→ **Exercise goal**: Extract each line in the entries below that contains the string "ceiling". Treat uppercase and lowercase letters as distinct when matching.

→ **Material provided**:

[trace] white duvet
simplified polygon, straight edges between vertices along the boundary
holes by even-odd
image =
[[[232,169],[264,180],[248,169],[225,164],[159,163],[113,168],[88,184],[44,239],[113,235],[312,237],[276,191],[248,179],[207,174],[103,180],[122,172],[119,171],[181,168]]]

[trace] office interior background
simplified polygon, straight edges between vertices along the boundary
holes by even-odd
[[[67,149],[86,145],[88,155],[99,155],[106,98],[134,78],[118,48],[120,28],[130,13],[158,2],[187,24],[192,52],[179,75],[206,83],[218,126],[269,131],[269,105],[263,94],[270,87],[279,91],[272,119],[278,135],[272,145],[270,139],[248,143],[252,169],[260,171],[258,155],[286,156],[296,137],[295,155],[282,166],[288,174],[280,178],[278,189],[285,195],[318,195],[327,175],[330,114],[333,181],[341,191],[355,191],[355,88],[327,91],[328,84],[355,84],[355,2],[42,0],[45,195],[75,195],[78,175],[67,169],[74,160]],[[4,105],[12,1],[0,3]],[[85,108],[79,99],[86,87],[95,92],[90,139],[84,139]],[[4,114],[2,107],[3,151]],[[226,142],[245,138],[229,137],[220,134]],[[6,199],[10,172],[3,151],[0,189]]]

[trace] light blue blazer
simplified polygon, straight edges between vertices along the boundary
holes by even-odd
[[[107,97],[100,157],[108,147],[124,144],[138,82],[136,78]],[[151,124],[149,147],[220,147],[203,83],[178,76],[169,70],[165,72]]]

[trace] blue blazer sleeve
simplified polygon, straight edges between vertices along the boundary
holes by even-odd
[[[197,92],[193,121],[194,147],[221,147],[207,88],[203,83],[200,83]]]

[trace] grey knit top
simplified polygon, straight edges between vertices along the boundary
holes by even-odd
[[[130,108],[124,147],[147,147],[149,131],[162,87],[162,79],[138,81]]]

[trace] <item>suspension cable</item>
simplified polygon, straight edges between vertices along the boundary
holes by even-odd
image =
--
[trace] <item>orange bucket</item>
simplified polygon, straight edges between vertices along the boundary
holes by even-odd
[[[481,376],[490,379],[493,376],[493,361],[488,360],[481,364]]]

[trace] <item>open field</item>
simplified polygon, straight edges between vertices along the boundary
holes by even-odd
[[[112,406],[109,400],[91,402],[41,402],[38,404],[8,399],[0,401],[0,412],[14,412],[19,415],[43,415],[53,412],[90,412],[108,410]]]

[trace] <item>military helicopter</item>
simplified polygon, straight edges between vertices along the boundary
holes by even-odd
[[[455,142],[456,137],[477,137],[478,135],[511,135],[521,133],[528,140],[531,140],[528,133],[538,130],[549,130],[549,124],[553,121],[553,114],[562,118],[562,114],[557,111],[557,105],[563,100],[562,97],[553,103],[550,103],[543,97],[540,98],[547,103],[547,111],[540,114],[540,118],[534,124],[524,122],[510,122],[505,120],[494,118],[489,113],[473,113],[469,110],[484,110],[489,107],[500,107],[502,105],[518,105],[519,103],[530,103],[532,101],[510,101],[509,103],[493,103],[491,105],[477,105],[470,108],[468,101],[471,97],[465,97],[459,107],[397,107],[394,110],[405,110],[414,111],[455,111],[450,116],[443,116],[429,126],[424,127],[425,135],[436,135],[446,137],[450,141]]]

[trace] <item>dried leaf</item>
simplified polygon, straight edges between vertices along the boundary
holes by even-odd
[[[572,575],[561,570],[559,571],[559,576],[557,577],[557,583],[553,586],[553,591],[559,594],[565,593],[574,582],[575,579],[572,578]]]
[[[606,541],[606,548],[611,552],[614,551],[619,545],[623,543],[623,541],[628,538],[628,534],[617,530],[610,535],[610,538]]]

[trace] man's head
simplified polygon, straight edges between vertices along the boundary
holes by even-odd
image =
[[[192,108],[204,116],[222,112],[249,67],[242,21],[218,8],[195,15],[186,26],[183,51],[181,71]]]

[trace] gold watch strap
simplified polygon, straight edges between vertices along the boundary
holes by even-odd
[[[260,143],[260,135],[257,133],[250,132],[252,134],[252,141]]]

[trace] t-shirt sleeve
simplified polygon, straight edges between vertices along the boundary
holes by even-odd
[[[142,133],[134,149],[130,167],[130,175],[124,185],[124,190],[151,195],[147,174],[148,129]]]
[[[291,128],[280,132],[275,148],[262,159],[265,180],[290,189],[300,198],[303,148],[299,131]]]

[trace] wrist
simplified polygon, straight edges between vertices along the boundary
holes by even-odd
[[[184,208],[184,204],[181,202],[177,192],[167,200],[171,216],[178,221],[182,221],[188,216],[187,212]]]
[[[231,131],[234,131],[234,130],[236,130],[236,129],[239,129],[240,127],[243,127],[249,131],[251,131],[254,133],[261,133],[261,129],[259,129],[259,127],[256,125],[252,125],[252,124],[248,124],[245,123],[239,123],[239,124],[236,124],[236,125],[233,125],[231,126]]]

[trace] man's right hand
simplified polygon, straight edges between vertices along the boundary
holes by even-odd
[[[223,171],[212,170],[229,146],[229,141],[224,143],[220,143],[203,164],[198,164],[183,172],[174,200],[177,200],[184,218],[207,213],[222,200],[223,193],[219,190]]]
==
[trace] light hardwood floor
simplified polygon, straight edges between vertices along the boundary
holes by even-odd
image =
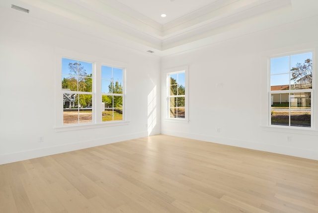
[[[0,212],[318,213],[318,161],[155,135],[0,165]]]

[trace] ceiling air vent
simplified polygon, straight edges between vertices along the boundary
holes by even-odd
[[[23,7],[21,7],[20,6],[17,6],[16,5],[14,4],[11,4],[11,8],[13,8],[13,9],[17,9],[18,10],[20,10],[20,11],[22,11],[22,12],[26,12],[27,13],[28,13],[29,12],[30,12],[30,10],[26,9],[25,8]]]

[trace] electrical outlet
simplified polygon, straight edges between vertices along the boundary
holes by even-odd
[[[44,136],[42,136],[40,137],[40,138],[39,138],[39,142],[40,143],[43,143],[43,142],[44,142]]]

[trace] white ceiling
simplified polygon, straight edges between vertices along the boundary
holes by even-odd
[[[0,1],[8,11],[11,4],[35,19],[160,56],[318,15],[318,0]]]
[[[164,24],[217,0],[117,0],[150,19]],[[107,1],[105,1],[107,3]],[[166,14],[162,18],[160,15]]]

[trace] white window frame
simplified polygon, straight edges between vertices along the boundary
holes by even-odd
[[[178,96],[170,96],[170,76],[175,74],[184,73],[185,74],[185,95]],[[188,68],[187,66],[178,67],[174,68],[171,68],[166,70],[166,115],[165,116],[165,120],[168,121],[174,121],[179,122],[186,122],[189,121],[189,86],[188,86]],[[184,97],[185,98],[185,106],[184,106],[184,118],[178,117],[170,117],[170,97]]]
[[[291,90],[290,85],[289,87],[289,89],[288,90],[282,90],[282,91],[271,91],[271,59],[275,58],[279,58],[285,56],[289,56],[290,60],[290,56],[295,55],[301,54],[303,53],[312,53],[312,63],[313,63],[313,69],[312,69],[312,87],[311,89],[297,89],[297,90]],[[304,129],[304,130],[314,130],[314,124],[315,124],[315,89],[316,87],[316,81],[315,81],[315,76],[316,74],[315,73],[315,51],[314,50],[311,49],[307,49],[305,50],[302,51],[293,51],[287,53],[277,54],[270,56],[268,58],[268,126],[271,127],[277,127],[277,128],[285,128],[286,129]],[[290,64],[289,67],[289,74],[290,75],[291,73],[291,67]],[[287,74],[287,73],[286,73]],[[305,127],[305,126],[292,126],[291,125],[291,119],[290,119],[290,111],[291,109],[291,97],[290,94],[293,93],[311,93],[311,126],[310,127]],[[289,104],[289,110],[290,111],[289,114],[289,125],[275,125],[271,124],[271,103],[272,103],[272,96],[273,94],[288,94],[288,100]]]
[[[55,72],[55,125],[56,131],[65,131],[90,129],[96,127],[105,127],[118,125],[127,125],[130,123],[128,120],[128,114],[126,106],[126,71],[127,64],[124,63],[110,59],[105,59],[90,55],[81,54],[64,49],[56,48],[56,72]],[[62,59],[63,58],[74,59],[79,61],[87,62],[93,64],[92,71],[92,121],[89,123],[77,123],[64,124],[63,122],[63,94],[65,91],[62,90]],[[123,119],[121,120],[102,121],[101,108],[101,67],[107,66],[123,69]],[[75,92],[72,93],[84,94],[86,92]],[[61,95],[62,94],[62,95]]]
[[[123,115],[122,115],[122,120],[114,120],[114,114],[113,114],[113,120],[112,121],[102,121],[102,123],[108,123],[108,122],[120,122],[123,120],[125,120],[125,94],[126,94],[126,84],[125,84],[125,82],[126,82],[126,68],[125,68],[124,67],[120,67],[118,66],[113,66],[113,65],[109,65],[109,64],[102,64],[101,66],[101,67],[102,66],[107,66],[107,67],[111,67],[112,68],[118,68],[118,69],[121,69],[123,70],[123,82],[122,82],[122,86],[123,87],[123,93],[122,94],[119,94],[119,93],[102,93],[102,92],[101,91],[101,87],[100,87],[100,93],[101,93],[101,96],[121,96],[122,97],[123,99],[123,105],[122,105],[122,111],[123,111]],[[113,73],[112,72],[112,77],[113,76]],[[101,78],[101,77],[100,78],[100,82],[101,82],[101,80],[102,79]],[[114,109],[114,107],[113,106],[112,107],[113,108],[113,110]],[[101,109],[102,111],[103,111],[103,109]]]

→ **Exercise output**:
[trace] ceiling air vent
[trace] white ceiling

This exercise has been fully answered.